### ASSIGNMENT
Write the records out exactly as they read, but not the pictures.

### DATA IN THIS EXERCISE
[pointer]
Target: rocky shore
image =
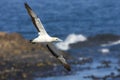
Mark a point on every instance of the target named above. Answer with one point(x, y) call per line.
point(19, 58)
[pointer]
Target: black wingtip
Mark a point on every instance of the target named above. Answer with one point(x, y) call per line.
point(31, 41)
point(26, 5)
point(67, 66)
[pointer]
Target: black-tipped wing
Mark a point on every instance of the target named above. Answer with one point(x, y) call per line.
point(55, 52)
point(36, 21)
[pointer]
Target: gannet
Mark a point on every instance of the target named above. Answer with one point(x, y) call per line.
point(42, 34)
point(44, 37)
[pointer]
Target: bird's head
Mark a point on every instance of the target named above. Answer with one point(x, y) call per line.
point(57, 39)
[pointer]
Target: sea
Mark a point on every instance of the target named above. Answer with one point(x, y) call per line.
point(89, 28)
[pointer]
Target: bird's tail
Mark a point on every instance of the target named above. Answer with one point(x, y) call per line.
point(31, 41)
point(64, 63)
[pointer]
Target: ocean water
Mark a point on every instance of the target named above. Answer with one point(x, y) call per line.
point(86, 26)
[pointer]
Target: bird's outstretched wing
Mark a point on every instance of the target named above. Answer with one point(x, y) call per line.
point(36, 21)
point(55, 52)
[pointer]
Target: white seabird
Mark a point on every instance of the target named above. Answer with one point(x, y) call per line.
point(44, 37)
point(42, 34)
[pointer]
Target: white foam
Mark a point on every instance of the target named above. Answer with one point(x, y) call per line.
point(105, 50)
point(111, 44)
point(72, 38)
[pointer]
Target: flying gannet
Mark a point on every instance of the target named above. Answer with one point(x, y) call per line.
point(42, 34)
point(44, 37)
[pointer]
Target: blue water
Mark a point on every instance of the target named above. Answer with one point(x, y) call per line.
point(61, 18)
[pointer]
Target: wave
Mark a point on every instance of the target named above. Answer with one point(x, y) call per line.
point(111, 43)
point(78, 41)
point(104, 50)
point(71, 39)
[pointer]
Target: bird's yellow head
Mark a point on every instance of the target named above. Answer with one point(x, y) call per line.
point(56, 39)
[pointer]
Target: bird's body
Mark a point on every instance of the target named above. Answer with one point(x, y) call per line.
point(45, 38)
point(42, 34)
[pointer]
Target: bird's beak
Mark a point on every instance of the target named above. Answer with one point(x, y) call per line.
point(60, 40)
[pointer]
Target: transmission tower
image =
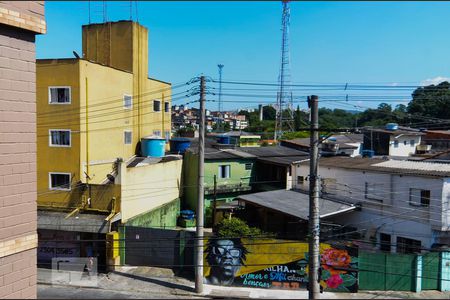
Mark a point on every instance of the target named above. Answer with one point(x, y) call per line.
point(285, 114)
point(219, 120)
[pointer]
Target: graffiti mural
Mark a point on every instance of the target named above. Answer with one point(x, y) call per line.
point(281, 264)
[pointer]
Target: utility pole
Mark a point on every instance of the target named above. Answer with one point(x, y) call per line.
point(214, 201)
point(314, 222)
point(200, 202)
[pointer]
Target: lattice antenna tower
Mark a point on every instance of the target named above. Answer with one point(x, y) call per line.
point(285, 115)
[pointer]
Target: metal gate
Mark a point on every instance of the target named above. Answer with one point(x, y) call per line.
point(158, 247)
point(430, 271)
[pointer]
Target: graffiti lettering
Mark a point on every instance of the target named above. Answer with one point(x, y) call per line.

### SOLUTION
[pointer]
Target: rocky shore
image =
Mark a point on every instance of the target named above. Answer with one point(x, y) call per line.
point(19, 58)
[pointer]
Target: black wingtip
Mark a point on every instance of the target named above. Answer with one point(x, y) call per line.
point(31, 41)
point(26, 5)
point(67, 66)
[pointer]
Target: black-tipped wing
Mark a point on every instance of the target named above. Answer with one point(x, y) call per line.
point(55, 52)
point(36, 21)
[pointer]
Target: gannet
Mark a point on every instance of the target named above. Answer with one point(x, y) call per line.
point(42, 34)
point(44, 37)
[pointer]
Target: bird's head
Mark a point on every instance of the target named above. Answer with one point(x, y) call per line.
point(57, 39)
[pointer]
Target: sea
Mark a point on every instance of the target named above. Answer with one point(x, y) call per line.
point(89, 28)
[pointer]
Target: bird's tail
Mark a point on every instance of the target named above. Answer with one point(x, y) call per line.
point(31, 41)
point(64, 63)
[pointer]
Target: ocean water
Mark a point on every instance of the target named above. Answer with one point(x, y) call per line.
point(86, 26)
[pointer]
Target: bird's outstretched wing
Mark a point on every instance of the target named above. Answer with one point(x, y) call per line.
point(36, 21)
point(55, 52)
[pointer]
Target: white seabird
Mark a point on every instance of the target named above. Answer with one point(x, y) call per line.
point(44, 37)
point(42, 34)
[pointer]
Target: white foam
Mark a point on every instance of the target named above. Answer with one point(x, y) call per line.
point(105, 50)
point(111, 44)
point(72, 38)
[pointer]
Target: flying gannet
Mark a point on every instance of the target named above. Answer with one point(x, y) call per line.
point(42, 34)
point(44, 37)
[pointer]
Target: blue water
Mark a point on every instance of the target named above. Answer with one point(x, y) call per line.
point(61, 18)
[pointer]
Target: wave
Mark a point on every instance of the target named above. Answer with one point(x, y) call per line.
point(111, 43)
point(78, 41)
point(104, 50)
point(71, 39)
[pointer]
Target: bird's yellow head
Mark a point on every instance of the target named above. Answer with one point(x, y) call per line.
point(56, 39)
[pointer]
Target: bird's body
Mark a point on every instance of the target named above. Answer with one point(x, y) call per line.
point(45, 38)
point(42, 34)
[pointer]
Target: bird's beak
Mark a point on every instance of the target named above. Answer with one point(x, y) call per line.
point(60, 40)
[pointer]
Target: transmission tower
image =
Mark a point on every instance of the target named above. Answer with one point(x, y) call per line.
point(285, 114)
point(219, 120)
[pointer]
Target: graffiti mural
Mark a point on every instance of the target named above. Answer with one point(x, y) call per line.
point(281, 264)
[pointer]
Target: utility pole
Mark a point on every instance of the target named above. Answer with one point(x, y) call per line.
point(214, 201)
point(314, 222)
point(200, 202)
[pointer]
Target: lattice antenna tower
Mark a point on every instance of the target named above. Answer with one point(x, y) call per line.
point(285, 115)
[pointer]
Target: metal gate
Mark a point on every instance of the target named above. Answer with one point(x, y) call per line.
point(158, 247)
point(430, 271)
[pointer]
Target: graffiti lettering
Mark a point on every instance of the target named above. Answer with one point(x, y) call per line.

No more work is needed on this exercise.